▶ Instructions to follow
Quote the records exactly, starting at the first line and stopping after the line with "[[962, 32], [613, 627], [523, 513]]"; skip the pictures.

▶ Provided records
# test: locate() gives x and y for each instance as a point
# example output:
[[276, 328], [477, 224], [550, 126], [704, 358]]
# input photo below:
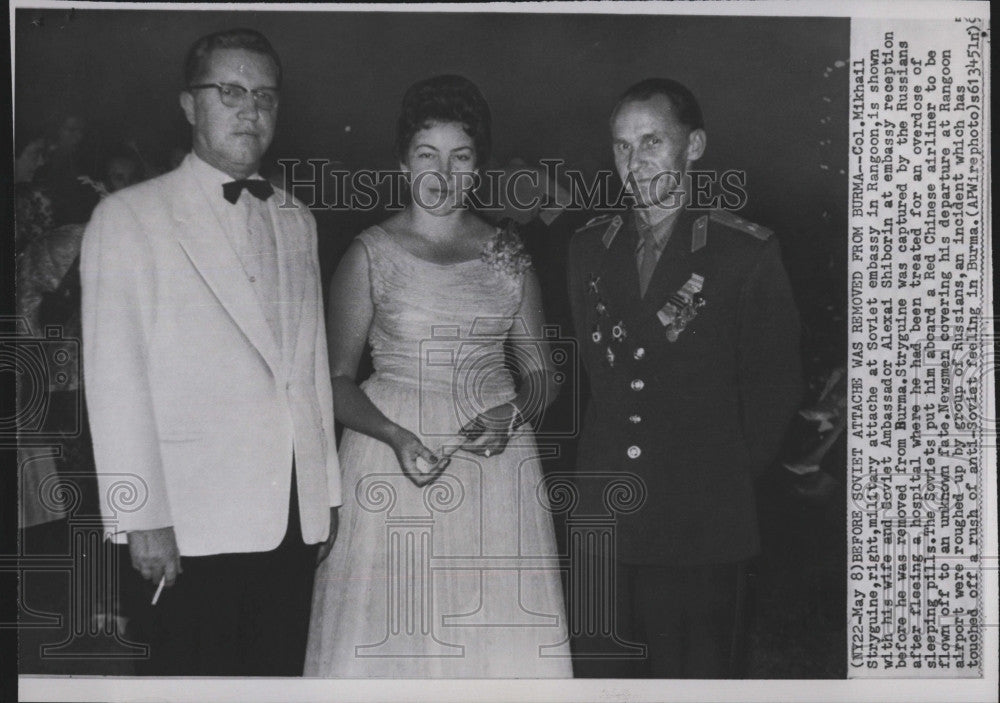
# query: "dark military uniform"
[[692, 384]]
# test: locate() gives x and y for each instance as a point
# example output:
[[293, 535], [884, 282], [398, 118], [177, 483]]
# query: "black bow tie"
[[256, 187]]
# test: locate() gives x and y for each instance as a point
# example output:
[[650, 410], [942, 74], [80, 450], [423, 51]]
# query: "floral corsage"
[[505, 253]]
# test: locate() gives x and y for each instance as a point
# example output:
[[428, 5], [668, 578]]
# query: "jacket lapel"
[[673, 269], [294, 272], [619, 274], [204, 240]]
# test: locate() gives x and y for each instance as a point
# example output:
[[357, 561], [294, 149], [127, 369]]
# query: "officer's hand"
[[488, 433], [154, 554]]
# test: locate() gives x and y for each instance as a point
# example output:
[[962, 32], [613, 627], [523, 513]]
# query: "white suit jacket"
[[195, 411]]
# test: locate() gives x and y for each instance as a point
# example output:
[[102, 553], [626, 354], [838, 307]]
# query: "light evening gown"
[[458, 578]]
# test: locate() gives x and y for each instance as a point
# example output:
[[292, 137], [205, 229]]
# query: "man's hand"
[[324, 549], [154, 554]]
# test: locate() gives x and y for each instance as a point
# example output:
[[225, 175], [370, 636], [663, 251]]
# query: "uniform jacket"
[[692, 401], [195, 409]]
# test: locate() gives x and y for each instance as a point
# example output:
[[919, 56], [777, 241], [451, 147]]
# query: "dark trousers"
[[689, 618], [227, 614]]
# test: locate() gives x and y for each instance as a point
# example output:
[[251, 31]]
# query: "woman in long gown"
[[445, 564]]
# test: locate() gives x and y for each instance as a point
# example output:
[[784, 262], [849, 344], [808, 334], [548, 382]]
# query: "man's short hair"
[[247, 39], [684, 103]]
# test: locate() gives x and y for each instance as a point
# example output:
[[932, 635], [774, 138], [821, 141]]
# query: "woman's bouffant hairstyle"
[[445, 99]]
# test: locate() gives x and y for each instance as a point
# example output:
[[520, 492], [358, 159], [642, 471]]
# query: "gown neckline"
[[389, 236]]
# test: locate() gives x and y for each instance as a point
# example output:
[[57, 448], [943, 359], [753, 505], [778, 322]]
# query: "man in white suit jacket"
[[208, 385]]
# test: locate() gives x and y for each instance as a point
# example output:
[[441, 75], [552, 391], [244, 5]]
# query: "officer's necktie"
[[255, 186], [649, 259]]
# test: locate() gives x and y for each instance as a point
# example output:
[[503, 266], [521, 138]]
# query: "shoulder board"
[[699, 233], [724, 217], [607, 224]]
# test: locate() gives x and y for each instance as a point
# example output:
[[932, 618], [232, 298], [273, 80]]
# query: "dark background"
[[774, 95]]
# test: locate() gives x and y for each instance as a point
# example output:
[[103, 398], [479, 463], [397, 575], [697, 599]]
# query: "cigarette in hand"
[[159, 589]]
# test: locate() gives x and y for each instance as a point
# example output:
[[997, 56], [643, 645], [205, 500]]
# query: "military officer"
[[690, 338]]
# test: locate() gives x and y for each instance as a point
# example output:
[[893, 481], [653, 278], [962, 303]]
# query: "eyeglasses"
[[233, 95]]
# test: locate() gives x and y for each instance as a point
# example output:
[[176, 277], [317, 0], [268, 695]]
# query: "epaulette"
[[728, 219], [610, 223]]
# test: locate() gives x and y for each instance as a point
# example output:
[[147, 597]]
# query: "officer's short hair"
[[247, 39], [685, 104]]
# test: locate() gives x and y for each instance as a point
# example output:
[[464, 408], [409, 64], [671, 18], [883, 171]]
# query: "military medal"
[[682, 307], [592, 285], [618, 331]]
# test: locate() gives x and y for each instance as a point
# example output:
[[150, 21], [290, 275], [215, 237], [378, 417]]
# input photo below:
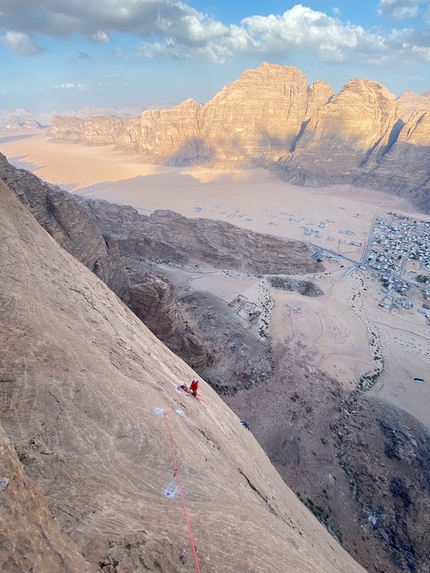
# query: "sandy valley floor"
[[333, 332]]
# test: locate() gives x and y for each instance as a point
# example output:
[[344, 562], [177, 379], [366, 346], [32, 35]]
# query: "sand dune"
[[333, 332]]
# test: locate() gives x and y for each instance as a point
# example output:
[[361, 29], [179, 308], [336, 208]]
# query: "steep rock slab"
[[258, 117], [340, 135], [154, 301], [393, 171], [60, 215], [412, 102], [93, 409], [30, 537], [173, 136], [166, 235]]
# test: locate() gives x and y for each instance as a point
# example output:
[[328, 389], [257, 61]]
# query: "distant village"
[[399, 250]]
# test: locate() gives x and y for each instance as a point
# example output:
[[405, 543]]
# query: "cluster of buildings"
[[395, 243]]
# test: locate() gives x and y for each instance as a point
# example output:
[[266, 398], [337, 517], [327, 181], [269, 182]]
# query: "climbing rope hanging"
[[178, 480]]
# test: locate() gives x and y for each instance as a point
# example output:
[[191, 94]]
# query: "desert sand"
[[335, 331]]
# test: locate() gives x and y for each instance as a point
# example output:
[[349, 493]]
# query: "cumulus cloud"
[[21, 44], [82, 55], [67, 86], [400, 9], [172, 29]]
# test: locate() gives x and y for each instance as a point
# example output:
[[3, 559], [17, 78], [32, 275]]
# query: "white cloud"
[[67, 86], [172, 29], [100, 36], [400, 9], [20, 44]]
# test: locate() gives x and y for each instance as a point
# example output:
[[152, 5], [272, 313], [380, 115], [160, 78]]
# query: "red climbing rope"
[[178, 479]]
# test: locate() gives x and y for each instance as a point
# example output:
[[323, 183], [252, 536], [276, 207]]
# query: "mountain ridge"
[[86, 394], [270, 117]]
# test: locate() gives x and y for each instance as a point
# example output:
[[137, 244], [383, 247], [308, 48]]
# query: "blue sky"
[[69, 53]]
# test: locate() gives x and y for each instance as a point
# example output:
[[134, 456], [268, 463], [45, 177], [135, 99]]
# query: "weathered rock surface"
[[89, 401], [270, 117], [394, 169], [360, 465], [30, 536], [241, 358], [154, 301], [412, 102], [341, 135], [257, 117], [306, 288], [60, 215], [166, 235]]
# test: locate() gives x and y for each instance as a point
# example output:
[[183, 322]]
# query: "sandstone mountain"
[[360, 465], [129, 252], [101, 454], [271, 118], [412, 102]]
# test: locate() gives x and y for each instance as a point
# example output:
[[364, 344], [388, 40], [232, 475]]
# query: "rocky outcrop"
[[394, 171], [341, 135], [168, 236], [77, 233], [271, 118], [256, 118], [412, 102], [155, 302], [89, 402]]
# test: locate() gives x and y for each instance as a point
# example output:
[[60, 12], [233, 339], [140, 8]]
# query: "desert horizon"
[[331, 332]]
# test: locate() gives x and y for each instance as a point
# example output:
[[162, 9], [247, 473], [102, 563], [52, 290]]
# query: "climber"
[[194, 387]]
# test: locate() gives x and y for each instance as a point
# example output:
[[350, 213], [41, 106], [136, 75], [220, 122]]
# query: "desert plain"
[[344, 332]]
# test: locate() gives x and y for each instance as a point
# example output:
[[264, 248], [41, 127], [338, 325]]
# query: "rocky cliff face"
[[412, 102], [154, 301], [166, 235], [77, 233], [270, 117], [355, 124], [90, 405], [257, 117]]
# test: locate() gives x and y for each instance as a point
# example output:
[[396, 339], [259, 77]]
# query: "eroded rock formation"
[[168, 236], [271, 118], [154, 301], [77, 233], [88, 400]]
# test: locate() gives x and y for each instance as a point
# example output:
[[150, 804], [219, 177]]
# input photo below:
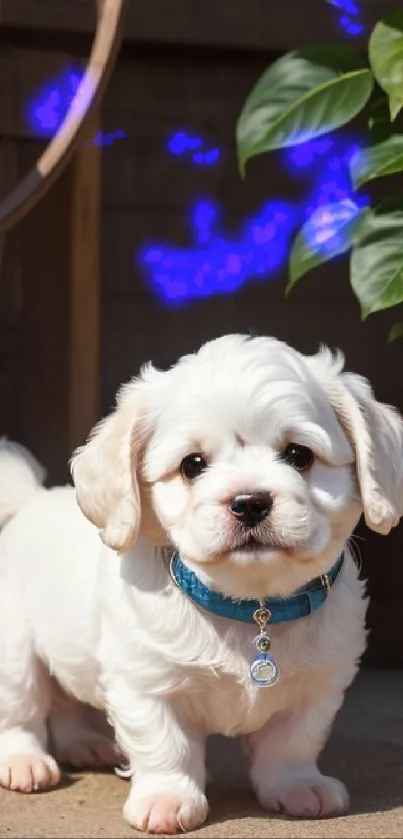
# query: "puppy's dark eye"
[[300, 457], [193, 465]]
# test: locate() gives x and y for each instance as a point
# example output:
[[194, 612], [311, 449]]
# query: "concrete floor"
[[365, 751]]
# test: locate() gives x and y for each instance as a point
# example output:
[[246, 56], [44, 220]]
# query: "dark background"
[[183, 64]]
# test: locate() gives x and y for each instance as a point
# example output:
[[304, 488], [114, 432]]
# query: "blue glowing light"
[[183, 144], [332, 202], [217, 264], [46, 110], [326, 229], [349, 18]]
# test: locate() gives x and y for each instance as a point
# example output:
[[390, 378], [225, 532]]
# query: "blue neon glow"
[[46, 110], [183, 144], [325, 231], [331, 202], [349, 18], [216, 263]]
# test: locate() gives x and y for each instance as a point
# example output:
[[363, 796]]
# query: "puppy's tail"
[[20, 477]]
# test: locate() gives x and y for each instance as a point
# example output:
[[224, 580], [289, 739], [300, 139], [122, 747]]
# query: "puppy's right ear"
[[105, 470]]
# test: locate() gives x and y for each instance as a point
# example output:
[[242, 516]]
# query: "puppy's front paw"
[[310, 798], [167, 814], [29, 773]]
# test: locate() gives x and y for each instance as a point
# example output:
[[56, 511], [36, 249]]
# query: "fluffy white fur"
[[79, 622]]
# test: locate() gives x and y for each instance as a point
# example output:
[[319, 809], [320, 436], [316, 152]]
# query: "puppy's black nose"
[[251, 508]]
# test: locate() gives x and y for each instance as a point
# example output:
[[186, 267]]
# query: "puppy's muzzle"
[[250, 508]]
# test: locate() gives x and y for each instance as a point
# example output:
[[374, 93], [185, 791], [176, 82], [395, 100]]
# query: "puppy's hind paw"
[[166, 814], [319, 798]]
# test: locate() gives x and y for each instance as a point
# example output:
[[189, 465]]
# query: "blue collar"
[[298, 605]]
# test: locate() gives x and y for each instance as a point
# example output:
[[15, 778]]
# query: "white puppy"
[[255, 463]]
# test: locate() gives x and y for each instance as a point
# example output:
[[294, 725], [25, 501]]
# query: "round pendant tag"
[[264, 671]]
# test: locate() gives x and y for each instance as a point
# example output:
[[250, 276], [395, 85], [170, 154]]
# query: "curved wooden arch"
[[60, 149]]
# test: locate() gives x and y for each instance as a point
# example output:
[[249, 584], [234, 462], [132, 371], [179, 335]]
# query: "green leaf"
[[304, 94], [395, 332], [385, 50], [377, 262], [375, 161], [331, 230]]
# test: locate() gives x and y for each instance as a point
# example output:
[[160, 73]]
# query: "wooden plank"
[[85, 281], [60, 314], [258, 24], [10, 256]]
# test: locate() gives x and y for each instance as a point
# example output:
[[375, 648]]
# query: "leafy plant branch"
[[310, 92]]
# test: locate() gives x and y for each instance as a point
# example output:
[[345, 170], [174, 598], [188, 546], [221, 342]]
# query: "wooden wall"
[[156, 89]]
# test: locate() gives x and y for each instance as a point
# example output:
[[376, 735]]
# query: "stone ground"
[[365, 751]]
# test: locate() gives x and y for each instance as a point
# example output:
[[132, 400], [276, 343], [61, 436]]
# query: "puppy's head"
[[253, 460]]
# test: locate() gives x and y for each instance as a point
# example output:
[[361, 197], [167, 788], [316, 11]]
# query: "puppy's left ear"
[[375, 432], [105, 470]]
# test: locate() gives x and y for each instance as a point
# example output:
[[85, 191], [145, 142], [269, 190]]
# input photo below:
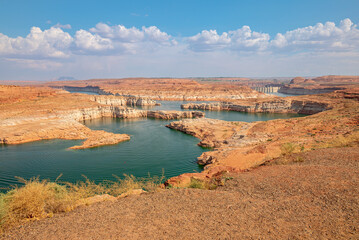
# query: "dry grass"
[[38, 199]]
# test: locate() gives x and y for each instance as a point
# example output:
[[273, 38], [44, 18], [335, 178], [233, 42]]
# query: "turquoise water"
[[152, 148]]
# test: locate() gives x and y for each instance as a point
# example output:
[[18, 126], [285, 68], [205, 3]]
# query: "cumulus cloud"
[[65, 26], [115, 40], [88, 42], [132, 35], [320, 37], [240, 39], [50, 43]]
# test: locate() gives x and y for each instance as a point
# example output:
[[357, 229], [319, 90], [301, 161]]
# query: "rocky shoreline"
[[275, 105], [240, 146], [60, 116]]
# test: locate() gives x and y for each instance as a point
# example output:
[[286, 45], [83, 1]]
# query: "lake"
[[153, 148]]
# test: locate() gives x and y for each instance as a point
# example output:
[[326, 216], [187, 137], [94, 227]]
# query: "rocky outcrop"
[[124, 101], [319, 85], [163, 89], [58, 115], [243, 146], [174, 114], [307, 91], [269, 106]]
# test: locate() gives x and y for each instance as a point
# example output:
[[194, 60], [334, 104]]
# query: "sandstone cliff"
[[275, 105], [58, 115], [240, 146], [324, 84]]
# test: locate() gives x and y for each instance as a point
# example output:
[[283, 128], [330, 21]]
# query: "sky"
[[47, 39]]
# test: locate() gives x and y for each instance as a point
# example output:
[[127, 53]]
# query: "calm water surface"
[[152, 148]]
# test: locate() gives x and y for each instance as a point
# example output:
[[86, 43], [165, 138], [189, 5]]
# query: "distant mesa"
[[66, 78], [318, 85]]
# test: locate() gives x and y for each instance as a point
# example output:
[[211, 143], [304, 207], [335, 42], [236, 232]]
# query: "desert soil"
[[314, 196]]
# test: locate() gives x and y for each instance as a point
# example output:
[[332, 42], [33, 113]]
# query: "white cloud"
[[241, 39], [321, 37], [208, 41], [122, 34], [88, 42], [65, 26], [50, 43], [117, 40]]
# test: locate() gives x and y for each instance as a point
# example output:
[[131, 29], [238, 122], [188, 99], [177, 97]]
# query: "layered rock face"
[[58, 115], [269, 106], [324, 84], [240, 146], [163, 89]]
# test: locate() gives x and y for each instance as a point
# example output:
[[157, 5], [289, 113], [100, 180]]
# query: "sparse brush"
[[40, 198], [202, 184], [288, 148], [36, 199]]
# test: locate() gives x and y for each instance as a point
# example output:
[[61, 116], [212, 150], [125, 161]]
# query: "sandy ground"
[[316, 197]]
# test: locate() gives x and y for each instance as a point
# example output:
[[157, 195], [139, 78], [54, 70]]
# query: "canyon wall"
[[269, 106]]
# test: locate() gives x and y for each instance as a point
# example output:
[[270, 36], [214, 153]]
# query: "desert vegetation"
[[37, 199]]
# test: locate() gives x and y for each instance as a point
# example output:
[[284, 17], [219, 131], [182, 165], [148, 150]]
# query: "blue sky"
[[84, 39]]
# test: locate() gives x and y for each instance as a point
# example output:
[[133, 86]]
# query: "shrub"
[[288, 148], [40, 198], [202, 184]]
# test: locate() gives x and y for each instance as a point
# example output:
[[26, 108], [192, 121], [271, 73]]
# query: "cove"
[[152, 148]]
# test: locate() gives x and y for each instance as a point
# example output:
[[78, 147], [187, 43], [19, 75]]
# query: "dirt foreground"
[[316, 198]]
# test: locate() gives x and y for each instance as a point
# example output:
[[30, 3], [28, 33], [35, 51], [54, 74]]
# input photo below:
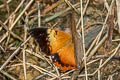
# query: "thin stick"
[[85, 61], [13, 54], [17, 19]]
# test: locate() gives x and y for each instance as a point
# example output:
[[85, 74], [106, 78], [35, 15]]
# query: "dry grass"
[[20, 56]]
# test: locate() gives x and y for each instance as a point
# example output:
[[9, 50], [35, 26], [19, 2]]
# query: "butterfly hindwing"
[[56, 43]]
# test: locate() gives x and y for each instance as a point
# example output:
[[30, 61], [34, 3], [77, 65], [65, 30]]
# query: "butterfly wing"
[[50, 40]]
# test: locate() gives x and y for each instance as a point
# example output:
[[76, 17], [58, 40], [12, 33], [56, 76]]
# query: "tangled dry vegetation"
[[20, 56]]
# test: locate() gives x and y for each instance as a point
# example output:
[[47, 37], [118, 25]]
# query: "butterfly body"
[[58, 44]]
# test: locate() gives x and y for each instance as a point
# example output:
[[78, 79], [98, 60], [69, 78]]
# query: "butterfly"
[[57, 44]]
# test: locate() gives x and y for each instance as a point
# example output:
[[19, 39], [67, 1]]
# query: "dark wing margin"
[[41, 37]]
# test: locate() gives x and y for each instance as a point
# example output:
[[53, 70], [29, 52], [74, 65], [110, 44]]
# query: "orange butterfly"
[[58, 44]]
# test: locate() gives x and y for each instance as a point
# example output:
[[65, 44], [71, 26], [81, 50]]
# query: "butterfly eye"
[[55, 57]]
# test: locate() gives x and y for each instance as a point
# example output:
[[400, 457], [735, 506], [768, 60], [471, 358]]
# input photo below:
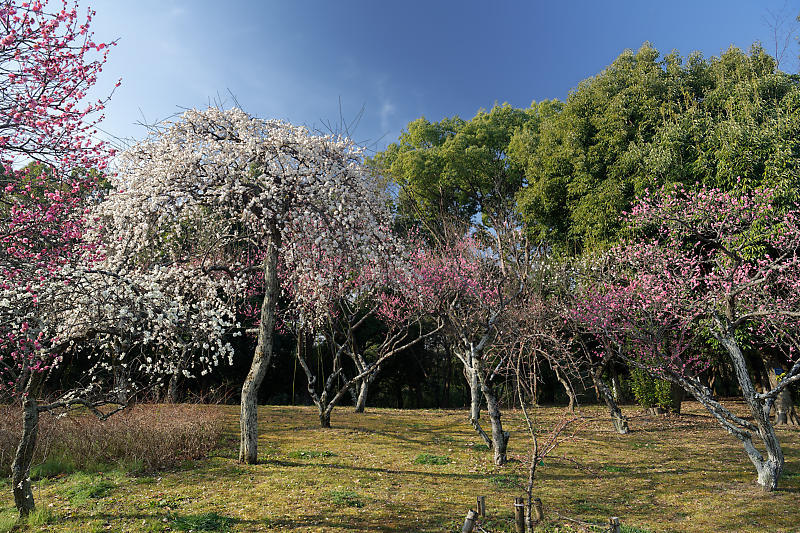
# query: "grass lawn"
[[413, 471]]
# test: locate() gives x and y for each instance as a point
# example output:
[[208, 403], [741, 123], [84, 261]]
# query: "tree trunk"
[[784, 406], [474, 393], [363, 388], [248, 418], [616, 386], [769, 469], [21, 467], [619, 421], [676, 395], [172, 388], [499, 437], [567, 389], [325, 418]]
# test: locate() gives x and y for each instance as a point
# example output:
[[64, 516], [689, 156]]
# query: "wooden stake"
[[482, 506], [538, 510], [469, 523], [519, 515]]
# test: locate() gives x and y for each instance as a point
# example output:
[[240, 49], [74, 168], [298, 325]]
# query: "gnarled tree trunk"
[[619, 421], [21, 467], [361, 401], [769, 470], [248, 417], [499, 437]]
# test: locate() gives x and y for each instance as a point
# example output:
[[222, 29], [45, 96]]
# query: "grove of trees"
[[648, 223]]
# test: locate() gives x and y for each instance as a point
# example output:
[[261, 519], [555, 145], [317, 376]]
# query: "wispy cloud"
[[388, 109]]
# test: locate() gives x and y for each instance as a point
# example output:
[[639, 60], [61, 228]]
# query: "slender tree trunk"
[[248, 418], [499, 437], [619, 421], [172, 387], [21, 467], [324, 418], [474, 393], [567, 389], [784, 406], [363, 388], [616, 386], [769, 470]]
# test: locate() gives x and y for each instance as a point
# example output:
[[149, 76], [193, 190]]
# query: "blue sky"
[[295, 59]]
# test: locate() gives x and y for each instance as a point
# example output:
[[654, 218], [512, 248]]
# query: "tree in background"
[[705, 261], [48, 62], [262, 189], [456, 169], [382, 289], [646, 121]]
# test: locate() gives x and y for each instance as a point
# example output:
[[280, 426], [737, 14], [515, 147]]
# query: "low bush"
[[346, 498], [430, 459], [142, 438]]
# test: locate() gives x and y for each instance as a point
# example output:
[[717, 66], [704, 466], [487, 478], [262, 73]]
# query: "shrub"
[[202, 522], [650, 392], [348, 498], [142, 438], [430, 459]]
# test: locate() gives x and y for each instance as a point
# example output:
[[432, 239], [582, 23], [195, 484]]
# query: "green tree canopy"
[[729, 122], [456, 167]]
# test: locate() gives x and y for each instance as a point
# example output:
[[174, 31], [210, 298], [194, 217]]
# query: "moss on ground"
[[670, 474]]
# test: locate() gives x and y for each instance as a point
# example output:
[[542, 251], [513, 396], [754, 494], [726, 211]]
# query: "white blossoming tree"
[[237, 194]]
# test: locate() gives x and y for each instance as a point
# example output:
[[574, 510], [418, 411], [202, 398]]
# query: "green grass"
[[615, 468], [202, 522], [347, 498], [8, 519], [506, 481], [669, 474], [88, 487], [310, 454], [431, 459]]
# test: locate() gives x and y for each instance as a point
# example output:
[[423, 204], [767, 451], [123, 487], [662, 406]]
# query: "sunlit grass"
[[391, 470]]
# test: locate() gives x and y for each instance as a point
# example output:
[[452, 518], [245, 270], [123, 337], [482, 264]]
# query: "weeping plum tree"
[[383, 289], [262, 188], [706, 262], [475, 295]]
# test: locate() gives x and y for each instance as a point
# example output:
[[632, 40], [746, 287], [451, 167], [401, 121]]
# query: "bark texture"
[[619, 421], [248, 417], [769, 469], [21, 467], [499, 436]]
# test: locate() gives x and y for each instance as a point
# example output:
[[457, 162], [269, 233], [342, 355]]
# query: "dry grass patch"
[[670, 474]]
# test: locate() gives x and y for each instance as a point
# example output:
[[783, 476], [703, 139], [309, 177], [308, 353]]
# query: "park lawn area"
[[392, 470]]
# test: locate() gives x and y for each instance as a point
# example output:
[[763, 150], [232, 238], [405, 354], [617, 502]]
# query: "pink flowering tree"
[[383, 290], [705, 262], [475, 290], [48, 62], [241, 188]]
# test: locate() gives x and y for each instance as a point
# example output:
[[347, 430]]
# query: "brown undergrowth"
[[141, 438], [375, 472]]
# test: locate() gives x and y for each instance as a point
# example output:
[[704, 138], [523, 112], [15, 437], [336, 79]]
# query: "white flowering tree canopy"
[[215, 186]]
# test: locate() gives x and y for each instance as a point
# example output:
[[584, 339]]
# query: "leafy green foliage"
[[650, 392], [730, 122], [457, 168], [203, 522], [431, 459]]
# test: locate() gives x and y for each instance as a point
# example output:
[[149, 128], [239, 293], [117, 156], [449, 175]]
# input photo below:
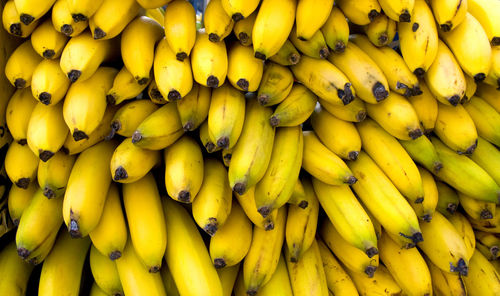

▶ Reply to the exercise
# test: locate() gives x and y for each instance as a point
# example output:
[[276, 328], [477, 224], [550, 126], [704, 358]]
# input photo below:
# query: "dark military uniform"
[[692, 384]]
# test: locate() gives x and y for each instance as a point
# example output:
[[293, 535], [884, 282], [398, 118], [177, 483]]
# query: "black bow tie"
[[256, 187]]
# test: locate() gives x and y for each instance as a point
# example output:
[[650, 410], [942, 74], [80, 450], [423, 51]]
# query: "floral corsage"
[[505, 253]]
# test: locate() gives x and y for each instance as a point
# example output:
[[428, 5], [668, 578]]
# query: "jacket lapel"
[[673, 269], [294, 272], [619, 274], [204, 240]]
# test: locate() gives x and y for each instance as a point
# example output:
[[357, 561], [294, 149], [127, 369]]
# query: "officer's hand"
[[488, 433], [154, 554]]
# test: locate() gives x and y for each instance as a point
# example output:
[[962, 32], [613, 627], [523, 513]]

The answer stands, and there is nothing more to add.